Skip to content

Callbacks

Writers

eva.core.callbacks.writers.EmbeddingsWriter

Bases: BasePredictionWriter

Callback for writing generated embeddings to disk.

This callback writes the embedding files in a separate process to avoid blocking the main process where the model forward pass is executed.

Parameters:

Name Type Description Default
output_dir str

The directory where the embeddings will be saved.

required
backbone Module | None

A model to be used as feature extractor. If None, it will be expected that the input batch returns the features directly.

None
dataloader_idx_map Dict[int, str] | None

A dictionary mapping dataloader indices to their respective names (e.g. train, val, test).

None
group_key str | None

The metadata key to group the embeddings by. If specified, the embedding files will be saved in subdirectories named after the group_key. If specified, the key must be present in the metadata of the input batch.

None
overwrite bool

Whether to overwrite the output directory. Defaults to True.

True
Source code in src/eva/core/callbacks/writers/embeddings.py
def __init__(
    self,
    output_dir: str,
    backbone: nn.Module | None = None,
    dataloader_idx_map: Dict[int, str] | None = None,
    group_key: str | None = None,
    overwrite: bool = True,
) -> None:
    """Initializes a new EmbeddingsWriter instance.

    This callback writes the embedding files in a separate process to avoid blocking the
    main process where the model forward pass is executed.

    Args:
        output_dir: The directory where the embeddings will be saved.
        backbone: A model to be used as feature extractor. If `None`,
            it will be expected that the input batch returns the features directly.
        dataloader_idx_map: A dictionary mapping dataloader indices to their respective
            names (e.g. train, val, test).

━━━

— EXERCISE OBJECTIVE —
Copy the stretch from "Name Type Description" through "respective names (e.g. train, val, test)." in the EmbeddingsWriter documentation, switching "feature extractor" to "encoder". Rely only on the EmbeddingsWriter documentation.

(Entries on locating named things)
━━━

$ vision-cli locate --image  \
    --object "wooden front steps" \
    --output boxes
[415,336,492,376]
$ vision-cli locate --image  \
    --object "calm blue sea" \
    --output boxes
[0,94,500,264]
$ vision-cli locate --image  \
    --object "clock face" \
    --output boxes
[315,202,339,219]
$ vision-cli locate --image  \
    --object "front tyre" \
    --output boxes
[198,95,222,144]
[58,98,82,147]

━━━

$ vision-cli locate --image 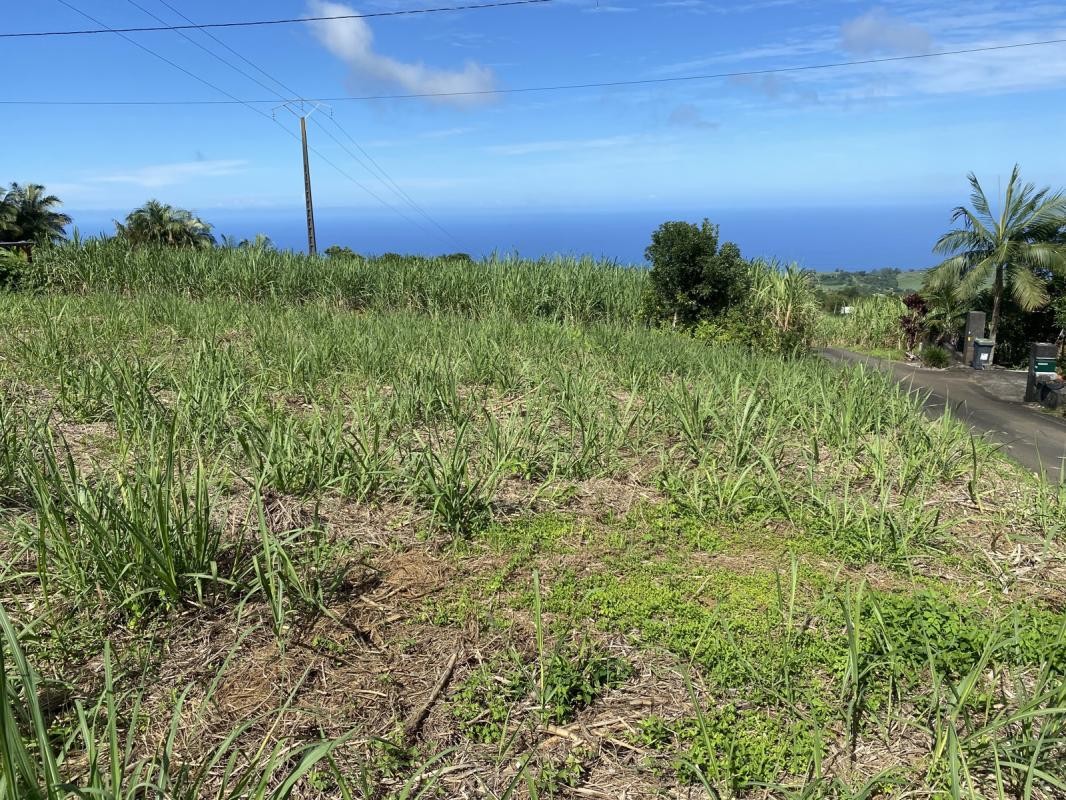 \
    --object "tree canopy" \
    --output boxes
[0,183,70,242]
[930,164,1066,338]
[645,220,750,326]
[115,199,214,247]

━━━

— TASK ANSWER —
Name Type Description Default
output_dir str

The directory where the embeddings will be saved.

required
backbone Module | None

A model to be used as encoder. If None, it will be expected that the input batch returns the features directly.

None
dataloader_idx_map Dict[int, str] | None

A dictionary mapping dataloader indices to their respective names (e.g. train, val, test).